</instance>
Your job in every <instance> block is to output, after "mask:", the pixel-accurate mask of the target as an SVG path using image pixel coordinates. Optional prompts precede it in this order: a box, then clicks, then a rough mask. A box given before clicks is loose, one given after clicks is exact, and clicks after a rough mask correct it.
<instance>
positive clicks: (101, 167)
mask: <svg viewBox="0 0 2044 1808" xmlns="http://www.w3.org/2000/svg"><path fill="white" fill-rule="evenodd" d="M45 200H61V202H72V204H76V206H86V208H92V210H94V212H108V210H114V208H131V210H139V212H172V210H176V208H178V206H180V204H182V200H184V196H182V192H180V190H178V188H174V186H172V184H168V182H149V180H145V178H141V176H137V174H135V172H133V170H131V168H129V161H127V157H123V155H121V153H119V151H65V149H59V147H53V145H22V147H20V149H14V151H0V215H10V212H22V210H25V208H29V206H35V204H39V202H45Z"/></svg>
::::
WHAT YOU NEED TO DO => Set down the listing above exactly, line for line.

EXERCISE ANSWER =>
</instance>
Your job in every <instance> block is to output, after "mask:", the pixel-accurate mask of the target as an SVG path using image pixel coordinates. Optional prompts precede it in this order: a box, then clicks, then a rough mask. A box given before clicks is loose, one given after clicks is exact, and clicks after a rough mask correct it.
<instance>
positive clicks: (101, 167)
mask: <svg viewBox="0 0 2044 1808" xmlns="http://www.w3.org/2000/svg"><path fill="white" fill-rule="evenodd" d="M45 200H61V202H72V204H76V206H86V208H92V210H94V212H108V210H114V208H131V210H139V212H172V210H176V208H178V206H180V204H182V200H184V196H182V192H180V190H178V188H174V186H172V184H168V182H149V180H145V178H141V176H137V174H135V172H133V170H131V168H129V161H127V157H123V155H121V153H119V151H65V149H59V147H53V145H22V147H20V149H14V151H0V215H10V212H22V210H25V208H29V206H35V204H39V202H45Z"/></svg>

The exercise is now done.